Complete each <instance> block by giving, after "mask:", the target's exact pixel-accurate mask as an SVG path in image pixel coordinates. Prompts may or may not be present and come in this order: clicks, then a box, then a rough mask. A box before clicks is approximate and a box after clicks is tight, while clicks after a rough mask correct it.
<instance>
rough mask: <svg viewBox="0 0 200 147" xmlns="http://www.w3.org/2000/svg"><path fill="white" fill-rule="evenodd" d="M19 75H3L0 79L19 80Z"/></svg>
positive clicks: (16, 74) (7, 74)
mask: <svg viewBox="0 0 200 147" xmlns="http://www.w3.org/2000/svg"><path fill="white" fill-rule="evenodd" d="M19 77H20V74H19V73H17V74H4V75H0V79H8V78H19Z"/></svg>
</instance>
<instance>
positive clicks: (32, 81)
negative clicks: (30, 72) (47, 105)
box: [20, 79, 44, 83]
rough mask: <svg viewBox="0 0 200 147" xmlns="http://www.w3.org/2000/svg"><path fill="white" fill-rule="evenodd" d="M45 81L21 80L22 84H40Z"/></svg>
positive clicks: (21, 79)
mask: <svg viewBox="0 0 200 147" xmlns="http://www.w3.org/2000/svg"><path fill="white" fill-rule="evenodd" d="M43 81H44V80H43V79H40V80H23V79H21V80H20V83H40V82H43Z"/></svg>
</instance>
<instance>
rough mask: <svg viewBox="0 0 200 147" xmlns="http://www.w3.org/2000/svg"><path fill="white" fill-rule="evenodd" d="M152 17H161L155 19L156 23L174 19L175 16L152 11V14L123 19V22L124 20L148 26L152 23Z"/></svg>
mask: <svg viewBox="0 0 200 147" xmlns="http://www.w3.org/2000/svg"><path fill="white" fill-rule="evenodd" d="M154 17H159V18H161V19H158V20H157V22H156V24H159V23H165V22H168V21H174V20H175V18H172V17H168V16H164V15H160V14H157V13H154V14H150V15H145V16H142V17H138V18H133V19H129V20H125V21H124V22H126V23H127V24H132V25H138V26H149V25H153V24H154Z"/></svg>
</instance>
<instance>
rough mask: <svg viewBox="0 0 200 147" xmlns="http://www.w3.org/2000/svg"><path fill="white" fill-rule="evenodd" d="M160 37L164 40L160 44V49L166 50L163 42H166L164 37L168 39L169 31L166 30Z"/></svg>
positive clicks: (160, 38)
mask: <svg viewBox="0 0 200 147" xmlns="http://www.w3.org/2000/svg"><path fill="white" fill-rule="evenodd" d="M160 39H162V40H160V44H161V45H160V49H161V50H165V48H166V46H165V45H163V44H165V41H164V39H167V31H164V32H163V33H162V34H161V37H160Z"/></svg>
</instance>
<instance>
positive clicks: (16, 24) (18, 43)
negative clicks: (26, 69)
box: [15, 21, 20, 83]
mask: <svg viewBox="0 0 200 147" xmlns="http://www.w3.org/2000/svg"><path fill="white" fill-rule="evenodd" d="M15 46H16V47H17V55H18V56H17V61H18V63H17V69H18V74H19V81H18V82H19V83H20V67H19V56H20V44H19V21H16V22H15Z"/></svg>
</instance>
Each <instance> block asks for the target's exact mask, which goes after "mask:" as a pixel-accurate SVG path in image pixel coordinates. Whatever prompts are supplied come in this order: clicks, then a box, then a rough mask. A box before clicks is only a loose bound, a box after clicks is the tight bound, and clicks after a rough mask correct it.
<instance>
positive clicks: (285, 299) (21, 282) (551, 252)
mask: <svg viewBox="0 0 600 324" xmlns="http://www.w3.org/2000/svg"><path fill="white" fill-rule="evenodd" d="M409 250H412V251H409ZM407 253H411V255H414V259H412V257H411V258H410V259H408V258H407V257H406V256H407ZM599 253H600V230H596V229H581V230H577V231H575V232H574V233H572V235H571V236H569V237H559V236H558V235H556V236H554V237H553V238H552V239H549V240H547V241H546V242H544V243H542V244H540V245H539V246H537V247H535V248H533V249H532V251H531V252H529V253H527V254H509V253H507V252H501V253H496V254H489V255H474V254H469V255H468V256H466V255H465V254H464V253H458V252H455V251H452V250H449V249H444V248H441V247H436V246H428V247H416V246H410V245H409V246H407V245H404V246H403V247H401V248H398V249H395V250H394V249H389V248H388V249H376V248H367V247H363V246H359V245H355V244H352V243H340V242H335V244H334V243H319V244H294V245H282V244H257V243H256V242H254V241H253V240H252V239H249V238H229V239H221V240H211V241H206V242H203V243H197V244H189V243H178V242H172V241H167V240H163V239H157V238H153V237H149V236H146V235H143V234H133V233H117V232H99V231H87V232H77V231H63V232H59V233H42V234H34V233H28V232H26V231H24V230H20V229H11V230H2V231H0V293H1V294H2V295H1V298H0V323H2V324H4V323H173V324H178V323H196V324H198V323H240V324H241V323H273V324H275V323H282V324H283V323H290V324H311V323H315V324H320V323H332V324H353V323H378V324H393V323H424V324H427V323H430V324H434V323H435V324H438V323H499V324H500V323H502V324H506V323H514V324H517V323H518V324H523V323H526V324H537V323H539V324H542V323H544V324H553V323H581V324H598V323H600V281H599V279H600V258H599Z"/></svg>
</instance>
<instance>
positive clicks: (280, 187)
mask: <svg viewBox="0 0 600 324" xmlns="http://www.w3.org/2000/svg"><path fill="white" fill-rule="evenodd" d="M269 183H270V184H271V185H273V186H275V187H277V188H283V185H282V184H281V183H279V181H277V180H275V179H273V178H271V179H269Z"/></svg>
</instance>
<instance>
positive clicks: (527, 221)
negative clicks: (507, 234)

■ TASK DIRECTIONS
Output the data once more, exactly as it appears above.

■ RESULT OF THE EXERCISE
Complete each <instance> block by giving, after "mask:", the target's exact pixel-accurate mask as an SVG path in image pixel coordinates. Prompts may or may not be present and come in this order: clicks, then a box, then a rough mask. A box before clicks is approximate and a box after clicks is tight, while clicks after a rough mask correct it.
<instance>
rough mask: <svg viewBox="0 0 200 147" xmlns="http://www.w3.org/2000/svg"><path fill="white" fill-rule="evenodd" d="M19 75H3L0 79L19 80Z"/></svg>
positive clicks: (16, 74) (7, 74)
mask: <svg viewBox="0 0 200 147" xmlns="http://www.w3.org/2000/svg"><path fill="white" fill-rule="evenodd" d="M19 77H20V74H19V73H17V74H4V75H0V79H8V78H19Z"/></svg>
</instance>
<instance>
positive clicks: (32, 81)
negative clicks: (30, 72) (47, 105)
box: [20, 79, 44, 83]
rough mask: <svg viewBox="0 0 200 147" xmlns="http://www.w3.org/2000/svg"><path fill="white" fill-rule="evenodd" d="M45 81L21 80L22 84H40Z"/></svg>
positive clicks: (21, 79)
mask: <svg viewBox="0 0 200 147" xmlns="http://www.w3.org/2000/svg"><path fill="white" fill-rule="evenodd" d="M43 81H44V80H43V79H40V80H23V79H21V80H20V83H40V82H43Z"/></svg>
</instance>
<instance>
rough mask: <svg viewBox="0 0 200 147" xmlns="http://www.w3.org/2000/svg"><path fill="white" fill-rule="evenodd" d="M152 17H161L155 19L156 23L174 19L175 16L152 11V14L123 19V22L124 20L148 26L152 23Z"/></svg>
mask: <svg viewBox="0 0 200 147" xmlns="http://www.w3.org/2000/svg"><path fill="white" fill-rule="evenodd" d="M154 17H159V18H161V19H158V20H157V22H156V24H159V23H165V22H168V21H174V20H175V18H172V17H168V16H164V15H160V14H157V13H154V14H150V15H145V16H142V17H138V18H133V19H129V20H125V21H124V22H126V23H127V24H132V25H138V26H149V25H153V24H154Z"/></svg>
</instance>
<instance>
rough mask: <svg viewBox="0 0 200 147" xmlns="http://www.w3.org/2000/svg"><path fill="white" fill-rule="evenodd" d="M160 37L164 40L160 44V49L166 50L163 42H166L164 37L168 39L169 31L166 30Z"/></svg>
positive clicks: (160, 38)
mask: <svg viewBox="0 0 200 147" xmlns="http://www.w3.org/2000/svg"><path fill="white" fill-rule="evenodd" d="M160 39H162V40H160V44H161V45H160V49H161V50H165V48H166V46H165V45H163V44H165V41H164V39H167V31H164V32H163V33H162V34H161V37H160Z"/></svg>
</instance>
<instance>
positive clicks: (16, 24) (18, 43)
negative clicks: (26, 69)
box: [15, 21, 20, 83]
mask: <svg viewBox="0 0 200 147" xmlns="http://www.w3.org/2000/svg"><path fill="white" fill-rule="evenodd" d="M15 46H16V47H17V55H18V56H17V61H18V63H17V69H18V74H19V81H18V82H19V83H20V67H19V56H20V44H19V21H16V22H15Z"/></svg>
</instance>
Each <instance> block asks for the target's exact mask, which goes after "mask:" as a pixel-accurate SVG path in image pixel coordinates. Whatever prompts are supplied come in this order: clicks, then a box, then a rough mask. A box before clicks is only a loose bound, a box after clicks is the tight bound, and clicks after a rough mask correct it.
<instance>
positive clicks: (285, 299) (21, 282) (551, 252)
mask: <svg viewBox="0 0 600 324" xmlns="http://www.w3.org/2000/svg"><path fill="white" fill-rule="evenodd" d="M409 250H412V251H409ZM407 253H411V255H414V259H412V257H411V258H410V259H408V258H407V257H406V256H407ZM599 253H600V230H596V229H581V230H577V231H575V232H574V233H572V235H571V236H569V237H559V236H558V235H556V236H554V237H553V238H552V239H549V240H547V241H546V242H544V243H542V244H540V245H539V246H537V247H535V248H533V249H532V251H531V252H529V253H527V254H509V253H507V252H501V253H496V254H489V255H474V254H469V255H468V256H466V255H465V254H464V253H458V252H455V251H452V250H449V249H444V248H441V247H436V246H428V247H416V246H410V245H409V246H407V245H404V246H403V247H401V248H398V249H395V250H394V249H389V248H388V249H376V248H367V247H363V246H359V245H355V244H352V243H340V242H335V244H334V243H319V244H294V245H282V244H257V243H256V242H254V241H253V240H252V239H249V238H229V239H221V240H211V241H206V242H203V243H197V244H189V243H178V242H172V241H167V240H163V239H157V238H153V237H149V236H146V235H143V234H133V233H117V232H99V231H87V232H77V231H63V232H59V233H42V234H34V233H28V232H26V231H24V230H20V229H11V230H2V231H0V293H1V294H2V295H1V298H0V323H2V324H4V323H173V324H178V323H196V324H198V323H240V324H241V323H273V324H275V323H282V324H283V323H290V324H311V323H315V324H320V323H332V324H353V323H378V324H393V323H424V324H427V323H430V324H434V323H435V324H438V323H499V324H500V323H502V324H506V323H514V324H517V323H518V324H523V323H526V324H537V323H539V324H542V323H544V324H553V323H581V324H598V323H600V281H599V279H600V258H599Z"/></svg>
</instance>
<instance>
positive clicks: (280, 187)
mask: <svg viewBox="0 0 600 324" xmlns="http://www.w3.org/2000/svg"><path fill="white" fill-rule="evenodd" d="M269 183H270V184H271V185H273V186H275V187H277V188H283V185H282V184H281V183H279V181H277V180H275V179H273V178H271V179H269Z"/></svg>
</instance>
<instance>
positive clicks: (527, 221)
negative clicks: (507, 234)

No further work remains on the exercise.